[Data extracted from a collection]
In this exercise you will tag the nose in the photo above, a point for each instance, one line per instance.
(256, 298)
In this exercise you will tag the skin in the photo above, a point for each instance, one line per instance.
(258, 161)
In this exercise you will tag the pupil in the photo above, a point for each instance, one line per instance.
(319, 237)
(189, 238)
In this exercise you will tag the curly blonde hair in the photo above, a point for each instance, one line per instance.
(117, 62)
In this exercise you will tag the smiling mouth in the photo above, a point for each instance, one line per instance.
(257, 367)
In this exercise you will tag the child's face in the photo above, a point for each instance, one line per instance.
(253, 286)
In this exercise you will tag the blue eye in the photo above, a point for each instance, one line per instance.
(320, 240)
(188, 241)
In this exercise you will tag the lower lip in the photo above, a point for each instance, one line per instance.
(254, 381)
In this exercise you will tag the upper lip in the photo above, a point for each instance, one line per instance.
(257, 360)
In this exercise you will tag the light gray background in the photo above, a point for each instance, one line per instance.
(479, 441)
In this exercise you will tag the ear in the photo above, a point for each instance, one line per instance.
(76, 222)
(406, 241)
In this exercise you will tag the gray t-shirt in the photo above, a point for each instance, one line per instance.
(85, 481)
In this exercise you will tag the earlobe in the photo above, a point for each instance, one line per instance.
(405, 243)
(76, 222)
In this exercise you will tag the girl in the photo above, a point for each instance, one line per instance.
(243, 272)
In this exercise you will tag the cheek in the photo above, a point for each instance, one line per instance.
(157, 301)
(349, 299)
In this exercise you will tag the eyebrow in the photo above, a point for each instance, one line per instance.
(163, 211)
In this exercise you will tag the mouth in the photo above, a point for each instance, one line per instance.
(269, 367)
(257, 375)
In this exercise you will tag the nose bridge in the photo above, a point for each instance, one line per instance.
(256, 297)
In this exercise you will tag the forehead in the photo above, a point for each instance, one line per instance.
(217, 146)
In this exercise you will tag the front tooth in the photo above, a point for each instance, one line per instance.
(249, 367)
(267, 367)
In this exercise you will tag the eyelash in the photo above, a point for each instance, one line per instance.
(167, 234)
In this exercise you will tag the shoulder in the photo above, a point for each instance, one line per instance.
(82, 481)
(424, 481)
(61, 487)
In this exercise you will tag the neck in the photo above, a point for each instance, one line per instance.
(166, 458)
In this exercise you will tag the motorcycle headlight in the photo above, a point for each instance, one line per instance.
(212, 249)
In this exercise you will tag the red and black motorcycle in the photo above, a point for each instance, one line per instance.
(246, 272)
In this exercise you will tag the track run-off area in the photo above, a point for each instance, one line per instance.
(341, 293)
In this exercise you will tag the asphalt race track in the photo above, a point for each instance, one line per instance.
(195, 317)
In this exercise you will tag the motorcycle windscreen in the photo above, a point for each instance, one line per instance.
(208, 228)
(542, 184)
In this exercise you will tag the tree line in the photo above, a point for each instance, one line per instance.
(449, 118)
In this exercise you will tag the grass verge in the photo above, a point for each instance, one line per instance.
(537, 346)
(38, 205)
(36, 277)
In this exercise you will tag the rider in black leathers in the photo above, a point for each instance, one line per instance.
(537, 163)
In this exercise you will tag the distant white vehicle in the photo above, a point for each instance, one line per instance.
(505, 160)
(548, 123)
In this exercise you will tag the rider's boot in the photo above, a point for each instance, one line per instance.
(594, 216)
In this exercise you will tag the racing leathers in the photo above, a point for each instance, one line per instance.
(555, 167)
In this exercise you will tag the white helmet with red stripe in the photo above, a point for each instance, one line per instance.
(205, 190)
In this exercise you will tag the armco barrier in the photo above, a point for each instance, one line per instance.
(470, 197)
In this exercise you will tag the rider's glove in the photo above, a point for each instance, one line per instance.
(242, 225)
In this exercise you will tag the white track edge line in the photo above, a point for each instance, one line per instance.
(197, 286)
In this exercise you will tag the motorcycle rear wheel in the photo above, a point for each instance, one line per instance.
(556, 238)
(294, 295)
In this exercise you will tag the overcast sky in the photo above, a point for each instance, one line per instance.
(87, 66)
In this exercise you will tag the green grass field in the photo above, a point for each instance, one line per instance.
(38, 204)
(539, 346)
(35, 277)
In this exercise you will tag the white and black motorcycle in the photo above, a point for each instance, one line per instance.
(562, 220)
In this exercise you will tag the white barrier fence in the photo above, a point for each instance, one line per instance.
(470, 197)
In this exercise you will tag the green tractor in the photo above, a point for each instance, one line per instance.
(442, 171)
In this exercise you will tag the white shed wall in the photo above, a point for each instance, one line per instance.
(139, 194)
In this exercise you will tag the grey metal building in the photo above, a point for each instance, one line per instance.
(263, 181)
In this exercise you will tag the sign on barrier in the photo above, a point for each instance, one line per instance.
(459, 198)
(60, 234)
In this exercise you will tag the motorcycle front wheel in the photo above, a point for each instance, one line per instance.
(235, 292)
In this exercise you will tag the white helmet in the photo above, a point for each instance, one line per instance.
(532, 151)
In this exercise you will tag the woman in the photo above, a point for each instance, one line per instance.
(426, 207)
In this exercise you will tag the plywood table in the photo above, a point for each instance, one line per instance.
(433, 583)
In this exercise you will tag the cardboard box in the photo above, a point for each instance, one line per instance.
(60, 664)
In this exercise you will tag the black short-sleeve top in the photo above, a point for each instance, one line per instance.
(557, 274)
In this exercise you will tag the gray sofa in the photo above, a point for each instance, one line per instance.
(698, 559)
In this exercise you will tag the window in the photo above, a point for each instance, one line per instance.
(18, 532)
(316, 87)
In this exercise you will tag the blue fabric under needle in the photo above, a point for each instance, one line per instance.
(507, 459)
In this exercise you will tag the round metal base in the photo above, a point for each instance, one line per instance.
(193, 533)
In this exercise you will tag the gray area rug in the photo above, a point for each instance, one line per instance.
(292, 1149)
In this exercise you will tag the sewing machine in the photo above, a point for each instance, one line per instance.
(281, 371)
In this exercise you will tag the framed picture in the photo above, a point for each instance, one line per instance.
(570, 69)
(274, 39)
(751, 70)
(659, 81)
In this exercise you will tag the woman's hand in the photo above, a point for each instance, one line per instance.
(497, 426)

_Given instruction_
Your task is to repeat the data exactly; please include every line.

_Reply to the exercise_
In this exercise you will tag the nose in the photo above, a point for each instance, one line per instance.
(256, 298)
In this exercise you will tag the skin in the photo above, a point for each instance, one line per instance.
(258, 161)
In this exercise you will tag the pupil in the photo above, a point for each instance, one line per instance.
(319, 237)
(189, 238)
In this exercise you will tag the curly blonde hair in the photo above, a point for each instance, one line per instance.
(117, 62)
In this exercise you will tag the smiling mouth in the photo above, a point for each instance, one line per instance.
(257, 367)
In this exercise you will tag the child's face in the photo above, a point for each instance, one line per instance.
(253, 286)
In this exercise you will tag the blue eye in the photo above, a point for each instance, one line per instance.
(320, 240)
(188, 241)
In this exercise you will tag the lower lip in the photo above, a point for each instance, one line per instance.
(254, 381)
In this exercise you will tag the upper lip in the photo above, a point for each instance, one line per instance.
(257, 360)
In this exercise you will tag the light gray background in the photo above, a point for each instance, one line per instance.
(479, 441)
In this exercise you will tag the ear in the photo above, a point for each instance, one line per instance.
(76, 222)
(406, 241)
In this exercise you will tag the gray t-shirt in the photo above, a point for each instance, one line per instance.
(85, 481)
In this exercise you will tag the earlobe in the photo above, a point for each instance, one line per instance.
(405, 243)
(76, 222)
In this exercise you will tag the girl in the photo above, a point for each instance, one line per instance.
(243, 272)
In this exercise you will tag the cheek in the photo above, a point for each instance, one line per instance.
(157, 301)
(349, 299)
In this exercise you will tag the eyebrow in the photo above, a point for each instance, one line per instance.
(163, 211)
In this exercise you will tag the mouth in the photo above, a point for each instance, one line per instance.
(269, 367)
(257, 375)
In this exercise you will tag the nose bridge in the photo above, a point for each instance, one line per instance.
(256, 297)
In this exercise you will tag the forehead in the photo above, a point for each instance, one line per instance.
(217, 146)
In this exercise you will tag the front tooth in the photo above, a point for each instance, one line per instance.
(249, 367)
(267, 367)
In this exercise you will tag the eyelash in the photo above, a point for each instance, one line per instance.
(167, 234)
In this exercise you will tag the shoulder in the photo above, a point for each instance, one line per instance.
(82, 481)
(424, 481)
(61, 487)
In this exercise you will tag the neck in the photo above, a point for each instance, one line per instance.
(166, 458)
In this exercise you will tag the motorcycle headlight in the photo above, a point for each instance, one line per instance.
(212, 249)
In this exercise you will tag the red and black motorcycle in the photo above, a point for each instance, one line per instance.
(246, 272)
In this exercise you will tag the track run-off area in the photo above, a point for each instance, one line per instance.
(341, 293)
In this exercise you will tag the asphalt race track in the photo above, a point for each instance, one line per instance.
(195, 317)
In this exercise you will tag the motorcycle windscreen in the photo above, a point for each instance, one line per instance.
(208, 228)
(542, 184)
In this exercise you will tag the tree line in the photo above, a point for each instance, one line per instance.
(449, 118)
In this exercise you will tag the grass verge in the photo above, a point for each instance, one line per instance.
(537, 346)
(38, 205)
(36, 277)
In this exercise you will tag the rider in black leathers in the photo above, a point for each instance, one line per instance.
(537, 163)
In this exercise you will tag the distant white vehicle in the photo above, a point for each instance, one line per instance.
(505, 160)
(548, 123)
In this exercise you will tag the rider's boot in the photo above, a point for each instance, one line per instance.
(594, 216)
In this exercise you will tag the racing leathers in the photo above, a point for each instance, one line per instance.
(555, 167)
In this exercise you will tag the white helmet with red stripe in the photo above, a point for each instance, one line per instance.
(205, 190)
In this exercise you will tag the armco barrier in the photo above, a point for each instance, one line per instance.
(470, 197)
In this exercise you will tag the rider's glove in the photo above, a point for each instance, one line per instance.
(242, 225)
In this exercise you will tag the white track edge line in the photo above, a point for each instance, one line per instance.
(197, 286)
In this exercise you will tag the motorcycle rear wheel in the photo above, a point for each instance, one line per instance.
(556, 238)
(294, 295)
In this exercise you will tag the overcast sky in the photo above, a point for each instance, one line per instance.
(87, 66)
In this exercise you will tag the green grass field in the photo above, a point for each instance, one line per instance.
(38, 204)
(539, 346)
(35, 277)
In this exercise you will tag the white and black motorcycle in the photo above, a point for each instance, one line per instance.
(562, 220)
In this exercise you will tag the white barrier fence in the photo above, a point for each instance, one line per instance.
(470, 197)
In this exercise you will tag the green tractor in the photo above, a point for each instance, one line per instance.
(442, 171)
In this exercise you will tag the white shed wall in the photo above, a point for each instance, one line per instance.
(139, 194)
In this exercise you will tag the grey metal building in the photo above, a point for each instance, one line per instance.
(263, 181)
In this exercise you will tag the sign on barrier in the photo above, a point for each instance, one line per instance.
(459, 198)
(60, 234)
In this exercise you will tag the motorcycle front wheel in the photo above, a point for each instance, one line per instance.
(235, 292)
In this exercise you will tag the white helmet in the photo above, a point for each instance, one line per instance.
(532, 151)
In this exercise you will tag the woman in the photo above, a point for each instance, one line per instance.
(426, 207)
In this exercise you will tag the plywood table in the photo above, a point for each instance, one line per instance.
(433, 583)
In this exercise you will tag the cardboard box in the photo above, a point for each instance, one line per instance.
(60, 664)
In this exercise you will tag the black short-sleeve top in the photo above, a point for each instance, one line per instance.
(557, 274)
In this exercise you will tag the gray sofa in the photo above, a point for each instance, one line per instance.
(698, 559)
In this exercise you will tag the window in the photo above, a point for each instance, one line per instance.
(18, 532)
(316, 87)
In this exercise you will tag the blue fabric under needle in the photo above, a point for each instance, one line per instance.
(507, 459)
In this exercise you will tag the round metal base in the photo above, a point for each instance, one line per instance.
(193, 533)
In this exercise you will tag the gray area rug in the photo above, a point for each instance, one line per instance.
(292, 1149)
In this exercise you will tag the sewing machine in the photo above, a point for each instance, one line per instance.
(281, 371)
In this exercise you will tag the framed picture in the photo above, a point for each instance, one line per instance.
(570, 69)
(274, 39)
(751, 70)
(659, 81)
In this exercise you will tag the woman's hand in the photo above, a point for each instance, one line per instance.
(497, 426)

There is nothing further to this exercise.